━━━━━ Study material ━━━━━
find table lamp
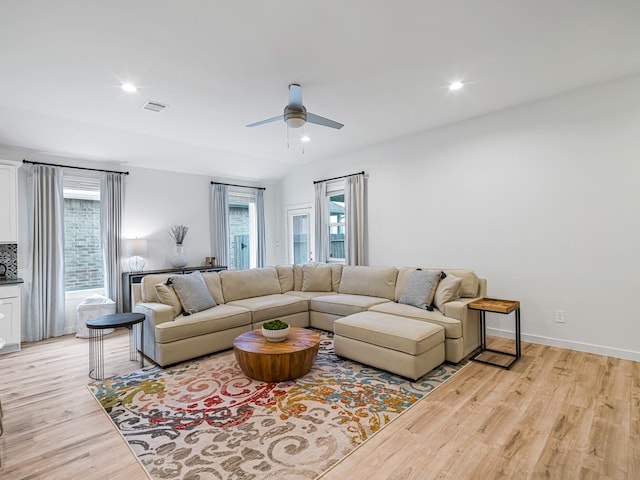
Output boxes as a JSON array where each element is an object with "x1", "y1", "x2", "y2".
[{"x1": 125, "y1": 238, "x2": 149, "y2": 272}]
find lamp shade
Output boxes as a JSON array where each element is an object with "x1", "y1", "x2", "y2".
[{"x1": 125, "y1": 238, "x2": 149, "y2": 257}]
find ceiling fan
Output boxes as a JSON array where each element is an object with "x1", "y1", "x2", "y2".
[{"x1": 246, "y1": 84, "x2": 344, "y2": 130}]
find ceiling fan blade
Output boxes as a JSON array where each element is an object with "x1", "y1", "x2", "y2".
[
  {"x1": 288, "y1": 84, "x2": 303, "y2": 109},
  {"x1": 246, "y1": 115, "x2": 283, "y2": 128},
  {"x1": 306, "y1": 112, "x2": 344, "y2": 129}
]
━━━━━
__Task goal__.
Each record is to be copied word for word, with no images carried over.

__Answer to this exercise__.
find table lamp
Output boxes as a JSON array where each element is an object with "x1", "y1", "x2", "y2".
[{"x1": 125, "y1": 238, "x2": 149, "y2": 272}]
find lamp shade
Output boxes as a JSON array where each element is an object with "x1", "y1", "x2", "y2".
[{"x1": 125, "y1": 238, "x2": 149, "y2": 257}]
find ceiling fan
Output boxes as a JSON array where each element is an object with "x1", "y1", "x2", "y2".
[{"x1": 246, "y1": 84, "x2": 344, "y2": 130}]
find ceiling fan blade
Output boxes as a JSON array where each element is an object with "x1", "y1", "x2", "y2".
[
  {"x1": 288, "y1": 84, "x2": 303, "y2": 109},
  {"x1": 246, "y1": 115, "x2": 283, "y2": 128},
  {"x1": 306, "y1": 112, "x2": 344, "y2": 129}
]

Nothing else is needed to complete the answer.